SHORT TASK: In the material below, copy out again the part that starts with the line containing "Would you say the bowl interior" and runs through the end of the material, both ends included. Leave the pictures out of your answer.

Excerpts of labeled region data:
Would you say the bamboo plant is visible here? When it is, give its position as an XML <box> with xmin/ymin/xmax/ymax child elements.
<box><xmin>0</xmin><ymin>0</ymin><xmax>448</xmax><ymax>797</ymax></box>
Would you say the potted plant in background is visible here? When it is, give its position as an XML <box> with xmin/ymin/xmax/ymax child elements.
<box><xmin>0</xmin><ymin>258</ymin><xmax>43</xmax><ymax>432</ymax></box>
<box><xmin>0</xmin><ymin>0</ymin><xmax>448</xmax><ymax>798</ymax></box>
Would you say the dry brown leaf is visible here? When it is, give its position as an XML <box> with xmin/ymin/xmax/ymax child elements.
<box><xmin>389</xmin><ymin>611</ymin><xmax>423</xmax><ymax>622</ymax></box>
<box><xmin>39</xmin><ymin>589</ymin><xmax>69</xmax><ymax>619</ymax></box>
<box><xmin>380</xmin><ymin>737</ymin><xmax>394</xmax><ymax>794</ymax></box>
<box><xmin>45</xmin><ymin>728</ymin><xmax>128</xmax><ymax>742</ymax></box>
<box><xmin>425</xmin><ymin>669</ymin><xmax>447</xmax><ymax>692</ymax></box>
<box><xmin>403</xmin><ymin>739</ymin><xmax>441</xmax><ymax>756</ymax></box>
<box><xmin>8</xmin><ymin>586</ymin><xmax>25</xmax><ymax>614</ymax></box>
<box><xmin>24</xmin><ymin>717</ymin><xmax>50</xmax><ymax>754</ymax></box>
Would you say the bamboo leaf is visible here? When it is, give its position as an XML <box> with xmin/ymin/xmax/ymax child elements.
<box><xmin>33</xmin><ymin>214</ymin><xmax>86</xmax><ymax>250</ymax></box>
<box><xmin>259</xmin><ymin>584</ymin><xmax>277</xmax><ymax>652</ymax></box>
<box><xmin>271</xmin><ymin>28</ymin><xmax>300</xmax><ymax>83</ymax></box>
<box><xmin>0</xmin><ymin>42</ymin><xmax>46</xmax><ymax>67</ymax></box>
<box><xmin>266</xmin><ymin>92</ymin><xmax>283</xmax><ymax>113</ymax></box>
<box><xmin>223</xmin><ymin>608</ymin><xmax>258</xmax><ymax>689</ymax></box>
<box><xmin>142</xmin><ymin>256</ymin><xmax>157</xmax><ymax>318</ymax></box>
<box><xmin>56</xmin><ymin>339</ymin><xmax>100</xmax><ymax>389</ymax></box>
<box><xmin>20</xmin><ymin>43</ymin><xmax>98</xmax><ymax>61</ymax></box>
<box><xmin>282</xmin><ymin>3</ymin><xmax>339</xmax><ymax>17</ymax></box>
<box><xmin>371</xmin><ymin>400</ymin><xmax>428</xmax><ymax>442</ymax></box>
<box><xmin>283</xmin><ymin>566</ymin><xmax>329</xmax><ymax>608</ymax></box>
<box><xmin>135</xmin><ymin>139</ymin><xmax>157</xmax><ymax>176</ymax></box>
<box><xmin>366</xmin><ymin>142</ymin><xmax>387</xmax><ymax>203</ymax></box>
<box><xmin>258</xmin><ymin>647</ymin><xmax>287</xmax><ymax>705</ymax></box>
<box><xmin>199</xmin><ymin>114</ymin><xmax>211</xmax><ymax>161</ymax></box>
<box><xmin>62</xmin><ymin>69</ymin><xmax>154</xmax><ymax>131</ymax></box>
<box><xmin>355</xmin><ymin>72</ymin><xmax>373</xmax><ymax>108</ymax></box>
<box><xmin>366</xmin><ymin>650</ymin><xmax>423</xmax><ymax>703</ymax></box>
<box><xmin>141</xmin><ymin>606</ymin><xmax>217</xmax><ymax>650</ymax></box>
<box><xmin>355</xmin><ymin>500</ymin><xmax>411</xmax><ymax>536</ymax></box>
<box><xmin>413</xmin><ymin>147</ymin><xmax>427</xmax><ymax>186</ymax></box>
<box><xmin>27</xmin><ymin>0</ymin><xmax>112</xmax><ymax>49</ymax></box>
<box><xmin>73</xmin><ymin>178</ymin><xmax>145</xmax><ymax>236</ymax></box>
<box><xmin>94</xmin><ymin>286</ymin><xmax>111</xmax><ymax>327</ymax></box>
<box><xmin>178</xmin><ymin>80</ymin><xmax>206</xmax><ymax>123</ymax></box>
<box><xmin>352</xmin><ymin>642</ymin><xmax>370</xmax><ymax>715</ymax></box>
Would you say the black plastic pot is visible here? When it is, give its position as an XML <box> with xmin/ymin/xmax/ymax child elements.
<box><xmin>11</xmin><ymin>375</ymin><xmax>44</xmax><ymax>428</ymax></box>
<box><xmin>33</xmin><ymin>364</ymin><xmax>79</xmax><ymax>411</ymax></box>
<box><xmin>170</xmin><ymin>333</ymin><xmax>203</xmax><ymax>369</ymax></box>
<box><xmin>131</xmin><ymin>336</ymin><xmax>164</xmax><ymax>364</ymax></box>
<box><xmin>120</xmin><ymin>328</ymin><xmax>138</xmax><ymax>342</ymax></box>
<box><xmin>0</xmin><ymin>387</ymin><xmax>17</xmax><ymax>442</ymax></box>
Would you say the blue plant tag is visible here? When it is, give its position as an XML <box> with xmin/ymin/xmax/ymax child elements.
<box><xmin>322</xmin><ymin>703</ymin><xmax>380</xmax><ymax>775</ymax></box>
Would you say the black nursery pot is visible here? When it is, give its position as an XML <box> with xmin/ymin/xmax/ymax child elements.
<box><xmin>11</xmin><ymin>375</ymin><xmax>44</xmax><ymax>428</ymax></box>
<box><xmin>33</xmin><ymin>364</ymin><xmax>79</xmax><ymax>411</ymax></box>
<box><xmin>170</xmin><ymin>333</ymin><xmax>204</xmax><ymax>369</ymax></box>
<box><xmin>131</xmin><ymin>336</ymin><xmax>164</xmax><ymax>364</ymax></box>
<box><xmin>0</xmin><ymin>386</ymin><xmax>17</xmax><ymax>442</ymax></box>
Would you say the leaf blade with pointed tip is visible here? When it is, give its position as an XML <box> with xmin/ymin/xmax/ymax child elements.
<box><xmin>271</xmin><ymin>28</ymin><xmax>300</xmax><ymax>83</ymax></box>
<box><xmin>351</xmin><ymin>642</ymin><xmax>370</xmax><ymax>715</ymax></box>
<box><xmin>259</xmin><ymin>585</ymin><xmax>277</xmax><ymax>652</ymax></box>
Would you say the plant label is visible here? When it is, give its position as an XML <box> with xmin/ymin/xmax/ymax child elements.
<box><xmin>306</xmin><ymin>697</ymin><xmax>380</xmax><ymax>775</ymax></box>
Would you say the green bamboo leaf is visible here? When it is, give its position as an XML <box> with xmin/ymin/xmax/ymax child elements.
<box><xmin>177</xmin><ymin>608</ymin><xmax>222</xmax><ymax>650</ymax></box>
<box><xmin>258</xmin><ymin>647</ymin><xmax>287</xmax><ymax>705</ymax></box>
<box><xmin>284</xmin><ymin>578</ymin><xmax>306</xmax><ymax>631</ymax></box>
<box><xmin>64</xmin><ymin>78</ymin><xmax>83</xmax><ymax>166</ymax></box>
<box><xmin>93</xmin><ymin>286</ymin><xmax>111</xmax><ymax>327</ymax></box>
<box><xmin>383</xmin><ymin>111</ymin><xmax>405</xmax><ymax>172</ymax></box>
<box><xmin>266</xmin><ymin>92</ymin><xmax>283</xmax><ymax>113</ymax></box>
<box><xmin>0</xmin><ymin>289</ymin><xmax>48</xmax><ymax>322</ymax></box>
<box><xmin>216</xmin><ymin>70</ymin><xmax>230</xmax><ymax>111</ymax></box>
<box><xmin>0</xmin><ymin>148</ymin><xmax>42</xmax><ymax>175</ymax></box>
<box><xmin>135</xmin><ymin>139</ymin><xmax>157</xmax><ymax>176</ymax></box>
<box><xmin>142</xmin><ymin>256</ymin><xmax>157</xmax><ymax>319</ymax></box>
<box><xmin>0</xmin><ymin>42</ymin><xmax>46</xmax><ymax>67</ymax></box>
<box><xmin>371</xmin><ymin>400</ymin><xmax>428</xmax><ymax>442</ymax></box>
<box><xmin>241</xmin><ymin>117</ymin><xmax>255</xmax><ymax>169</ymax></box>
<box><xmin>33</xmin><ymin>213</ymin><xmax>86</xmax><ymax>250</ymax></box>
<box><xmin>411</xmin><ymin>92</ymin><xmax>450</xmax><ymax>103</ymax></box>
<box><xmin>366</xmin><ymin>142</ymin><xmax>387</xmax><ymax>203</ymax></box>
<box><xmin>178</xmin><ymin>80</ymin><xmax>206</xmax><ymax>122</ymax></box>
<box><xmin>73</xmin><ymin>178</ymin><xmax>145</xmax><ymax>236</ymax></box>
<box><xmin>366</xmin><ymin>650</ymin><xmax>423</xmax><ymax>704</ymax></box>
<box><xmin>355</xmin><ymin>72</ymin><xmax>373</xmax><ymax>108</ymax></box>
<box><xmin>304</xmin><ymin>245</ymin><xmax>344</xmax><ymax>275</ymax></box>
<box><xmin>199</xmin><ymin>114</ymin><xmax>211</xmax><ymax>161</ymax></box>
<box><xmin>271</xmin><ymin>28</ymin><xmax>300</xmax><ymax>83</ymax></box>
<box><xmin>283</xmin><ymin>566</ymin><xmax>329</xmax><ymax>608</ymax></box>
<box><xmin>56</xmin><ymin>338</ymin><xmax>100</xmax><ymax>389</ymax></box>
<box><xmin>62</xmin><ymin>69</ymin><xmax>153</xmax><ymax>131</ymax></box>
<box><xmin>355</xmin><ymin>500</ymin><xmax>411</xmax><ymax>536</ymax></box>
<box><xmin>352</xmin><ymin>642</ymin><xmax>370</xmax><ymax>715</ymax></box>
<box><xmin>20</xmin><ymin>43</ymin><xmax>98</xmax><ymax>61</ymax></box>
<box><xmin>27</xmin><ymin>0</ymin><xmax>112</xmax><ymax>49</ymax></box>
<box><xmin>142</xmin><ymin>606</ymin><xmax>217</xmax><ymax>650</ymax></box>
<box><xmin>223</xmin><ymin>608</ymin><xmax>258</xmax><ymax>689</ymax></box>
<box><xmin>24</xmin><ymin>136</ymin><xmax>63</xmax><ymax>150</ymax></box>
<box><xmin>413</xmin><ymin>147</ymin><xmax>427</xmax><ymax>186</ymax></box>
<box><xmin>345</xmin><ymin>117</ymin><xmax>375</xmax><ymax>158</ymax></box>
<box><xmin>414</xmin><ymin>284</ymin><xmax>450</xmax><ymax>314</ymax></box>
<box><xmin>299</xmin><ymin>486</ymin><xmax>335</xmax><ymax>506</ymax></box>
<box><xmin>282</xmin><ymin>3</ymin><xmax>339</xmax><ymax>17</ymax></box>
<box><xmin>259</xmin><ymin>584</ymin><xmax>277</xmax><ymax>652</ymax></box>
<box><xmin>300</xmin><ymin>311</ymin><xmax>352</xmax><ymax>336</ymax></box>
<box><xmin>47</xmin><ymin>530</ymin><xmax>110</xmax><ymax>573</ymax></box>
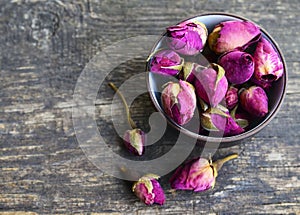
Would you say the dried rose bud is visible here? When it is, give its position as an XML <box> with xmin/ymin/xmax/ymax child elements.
<box><xmin>161</xmin><ymin>80</ymin><xmax>197</xmax><ymax>125</ymax></box>
<box><xmin>179</xmin><ymin>62</ymin><xmax>205</xmax><ymax>83</ymax></box>
<box><xmin>225</xmin><ymin>86</ymin><xmax>239</xmax><ymax>109</ymax></box>
<box><xmin>219</xmin><ymin>51</ymin><xmax>254</xmax><ymax>84</ymax></box>
<box><xmin>200</xmin><ymin>108</ymin><xmax>245</xmax><ymax>136</ymax></box>
<box><xmin>167</xmin><ymin>21</ymin><xmax>208</xmax><ymax>55</ymax></box>
<box><xmin>240</xmin><ymin>86</ymin><xmax>268</xmax><ymax>117</ymax></box>
<box><xmin>208</xmin><ymin>21</ymin><xmax>261</xmax><ymax>54</ymax></box>
<box><xmin>230</xmin><ymin>105</ymin><xmax>252</xmax><ymax>129</ymax></box>
<box><xmin>194</xmin><ymin>64</ymin><xmax>228</xmax><ymax>107</ymax></box>
<box><xmin>123</xmin><ymin>128</ymin><xmax>146</xmax><ymax>155</ymax></box>
<box><xmin>132</xmin><ymin>174</ymin><xmax>166</xmax><ymax>205</ymax></box>
<box><xmin>170</xmin><ymin>154</ymin><xmax>238</xmax><ymax>192</ymax></box>
<box><xmin>253</xmin><ymin>38</ymin><xmax>283</xmax><ymax>87</ymax></box>
<box><xmin>149</xmin><ymin>50</ymin><xmax>184</xmax><ymax>76</ymax></box>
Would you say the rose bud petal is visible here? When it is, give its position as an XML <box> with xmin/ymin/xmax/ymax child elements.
<box><xmin>132</xmin><ymin>174</ymin><xmax>166</xmax><ymax>205</ymax></box>
<box><xmin>219</xmin><ymin>51</ymin><xmax>254</xmax><ymax>84</ymax></box>
<box><xmin>200</xmin><ymin>108</ymin><xmax>245</xmax><ymax>136</ymax></box>
<box><xmin>240</xmin><ymin>86</ymin><xmax>268</xmax><ymax>117</ymax></box>
<box><xmin>194</xmin><ymin>64</ymin><xmax>228</xmax><ymax>107</ymax></box>
<box><xmin>170</xmin><ymin>154</ymin><xmax>237</xmax><ymax>192</ymax></box>
<box><xmin>123</xmin><ymin>128</ymin><xmax>146</xmax><ymax>155</ymax></box>
<box><xmin>208</xmin><ymin>21</ymin><xmax>261</xmax><ymax>54</ymax></box>
<box><xmin>161</xmin><ymin>80</ymin><xmax>197</xmax><ymax>125</ymax></box>
<box><xmin>230</xmin><ymin>105</ymin><xmax>251</xmax><ymax>129</ymax></box>
<box><xmin>167</xmin><ymin>21</ymin><xmax>208</xmax><ymax>55</ymax></box>
<box><xmin>148</xmin><ymin>50</ymin><xmax>184</xmax><ymax>76</ymax></box>
<box><xmin>179</xmin><ymin>62</ymin><xmax>206</xmax><ymax>83</ymax></box>
<box><xmin>253</xmin><ymin>38</ymin><xmax>283</xmax><ymax>87</ymax></box>
<box><xmin>225</xmin><ymin>86</ymin><xmax>239</xmax><ymax>110</ymax></box>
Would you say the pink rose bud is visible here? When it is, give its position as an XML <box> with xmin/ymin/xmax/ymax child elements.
<box><xmin>170</xmin><ymin>154</ymin><xmax>237</xmax><ymax>192</ymax></box>
<box><xmin>253</xmin><ymin>38</ymin><xmax>283</xmax><ymax>87</ymax></box>
<box><xmin>225</xmin><ymin>86</ymin><xmax>239</xmax><ymax>109</ymax></box>
<box><xmin>179</xmin><ymin>62</ymin><xmax>204</xmax><ymax>83</ymax></box>
<box><xmin>149</xmin><ymin>50</ymin><xmax>184</xmax><ymax>76</ymax></box>
<box><xmin>219</xmin><ymin>51</ymin><xmax>254</xmax><ymax>84</ymax></box>
<box><xmin>132</xmin><ymin>174</ymin><xmax>166</xmax><ymax>205</ymax></box>
<box><xmin>161</xmin><ymin>80</ymin><xmax>197</xmax><ymax>125</ymax></box>
<box><xmin>123</xmin><ymin>128</ymin><xmax>146</xmax><ymax>155</ymax></box>
<box><xmin>240</xmin><ymin>86</ymin><xmax>268</xmax><ymax>117</ymax></box>
<box><xmin>194</xmin><ymin>64</ymin><xmax>228</xmax><ymax>107</ymax></box>
<box><xmin>200</xmin><ymin>108</ymin><xmax>245</xmax><ymax>136</ymax></box>
<box><xmin>167</xmin><ymin>21</ymin><xmax>208</xmax><ymax>55</ymax></box>
<box><xmin>208</xmin><ymin>21</ymin><xmax>261</xmax><ymax>54</ymax></box>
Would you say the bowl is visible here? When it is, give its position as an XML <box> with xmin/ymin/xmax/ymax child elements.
<box><xmin>146</xmin><ymin>13</ymin><xmax>287</xmax><ymax>147</ymax></box>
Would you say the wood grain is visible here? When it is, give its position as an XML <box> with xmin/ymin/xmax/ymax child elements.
<box><xmin>0</xmin><ymin>0</ymin><xmax>300</xmax><ymax>215</ymax></box>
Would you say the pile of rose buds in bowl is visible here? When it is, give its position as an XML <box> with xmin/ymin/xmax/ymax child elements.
<box><xmin>109</xmin><ymin>18</ymin><xmax>284</xmax><ymax>205</ymax></box>
<box><xmin>148</xmin><ymin>20</ymin><xmax>284</xmax><ymax>136</ymax></box>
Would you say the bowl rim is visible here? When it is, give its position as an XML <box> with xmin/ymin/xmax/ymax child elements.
<box><xmin>146</xmin><ymin>12</ymin><xmax>288</xmax><ymax>143</ymax></box>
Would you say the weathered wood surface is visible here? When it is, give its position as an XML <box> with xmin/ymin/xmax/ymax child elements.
<box><xmin>0</xmin><ymin>0</ymin><xmax>300</xmax><ymax>215</ymax></box>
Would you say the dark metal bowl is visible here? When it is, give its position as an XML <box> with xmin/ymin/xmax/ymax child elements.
<box><xmin>147</xmin><ymin>13</ymin><xmax>288</xmax><ymax>147</ymax></box>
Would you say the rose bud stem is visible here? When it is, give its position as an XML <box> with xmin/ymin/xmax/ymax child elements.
<box><xmin>108</xmin><ymin>82</ymin><xmax>137</xmax><ymax>129</ymax></box>
<box><xmin>212</xmin><ymin>154</ymin><xmax>238</xmax><ymax>171</ymax></box>
<box><xmin>108</xmin><ymin>82</ymin><xmax>146</xmax><ymax>156</ymax></box>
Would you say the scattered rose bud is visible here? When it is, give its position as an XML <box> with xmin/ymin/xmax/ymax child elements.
<box><xmin>225</xmin><ymin>86</ymin><xmax>239</xmax><ymax>109</ymax></box>
<box><xmin>132</xmin><ymin>174</ymin><xmax>166</xmax><ymax>205</ymax></box>
<box><xmin>167</xmin><ymin>21</ymin><xmax>208</xmax><ymax>55</ymax></box>
<box><xmin>208</xmin><ymin>21</ymin><xmax>261</xmax><ymax>54</ymax></box>
<box><xmin>149</xmin><ymin>50</ymin><xmax>184</xmax><ymax>76</ymax></box>
<box><xmin>200</xmin><ymin>107</ymin><xmax>245</xmax><ymax>136</ymax></box>
<box><xmin>253</xmin><ymin>38</ymin><xmax>283</xmax><ymax>87</ymax></box>
<box><xmin>123</xmin><ymin>128</ymin><xmax>146</xmax><ymax>155</ymax></box>
<box><xmin>194</xmin><ymin>64</ymin><xmax>228</xmax><ymax>107</ymax></box>
<box><xmin>240</xmin><ymin>86</ymin><xmax>268</xmax><ymax>117</ymax></box>
<box><xmin>219</xmin><ymin>51</ymin><xmax>254</xmax><ymax>84</ymax></box>
<box><xmin>161</xmin><ymin>80</ymin><xmax>197</xmax><ymax>125</ymax></box>
<box><xmin>170</xmin><ymin>154</ymin><xmax>238</xmax><ymax>192</ymax></box>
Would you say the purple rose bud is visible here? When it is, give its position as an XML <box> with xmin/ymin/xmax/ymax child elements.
<box><xmin>200</xmin><ymin>108</ymin><xmax>245</xmax><ymax>136</ymax></box>
<box><xmin>219</xmin><ymin>51</ymin><xmax>254</xmax><ymax>84</ymax></box>
<box><xmin>208</xmin><ymin>21</ymin><xmax>261</xmax><ymax>54</ymax></box>
<box><xmin>225</xmin><ymin>86</ymin><xmax>239</xmax><ymax>109</ymax></box>
<box><xmin>240</xmin><ymin>86</ymin><xmax>268</xmax><ymax>117</ymax></box>
<box><xmin>167</xmin><ymin>21</ymin><xmax>208</xmax><ymax>55</ymax></box>
<box><xmin>149</xmin><ymin>50</ymin><xmax>184</xmax><ymax>76</ymax></box>
<box><xmin>161</xmin><ymin>80</ymin><xmax>197</xmax><ymax>125</ymax></box>
<box><xmin>123</xmin><ymin>128</ymin><xmax>146</xmax><ymax>155</ymax></box>
<box><xmin>194</xmin><ymin>64</ymin><xmax>228</xmax><ymax>107</ymax></box>
<box><xmin>170</xmin><ymin>154</ymin><xmax>237</xmax><ymax>192</ymax></box>
<box><xmin>132</xmin><ymin>174</ymin><xmax>166</xmax><ymax>205</ymax></box>
<box><xmin>253</xmin><ymin>38</ymin><xmax>283</xmax><ymax>87</ymax></box>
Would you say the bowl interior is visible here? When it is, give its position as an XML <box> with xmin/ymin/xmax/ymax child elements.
<box><xmin>147</xmin><ymin>13</ymin><xmax>287</xmax><ymax>143</ymax></box>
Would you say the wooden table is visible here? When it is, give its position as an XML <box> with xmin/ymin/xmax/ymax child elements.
<box><xmin>0</xmin><ymin>0</ymin><xmax>300</xmax><ymax>215</ymax></box>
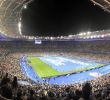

COMPLETED TASK:
Would you say the bowl interior is visible here? When it is, give its position as an XML <box> with xmin/ymin/xmax/ymax child elements.
<box><xmin>147</xmin><ymin>13</ymin><xmax>287</xmax><ymax>143</ymax></box>
Would you say the wooden table is visible here? When it is, give its position as an XML <box> with xmin/ymin/xmax/ymax child elements.
<box><xmin>0</xmin><ymin>0</ymin><xmax>300</xmax><ymax>215</ymax></box>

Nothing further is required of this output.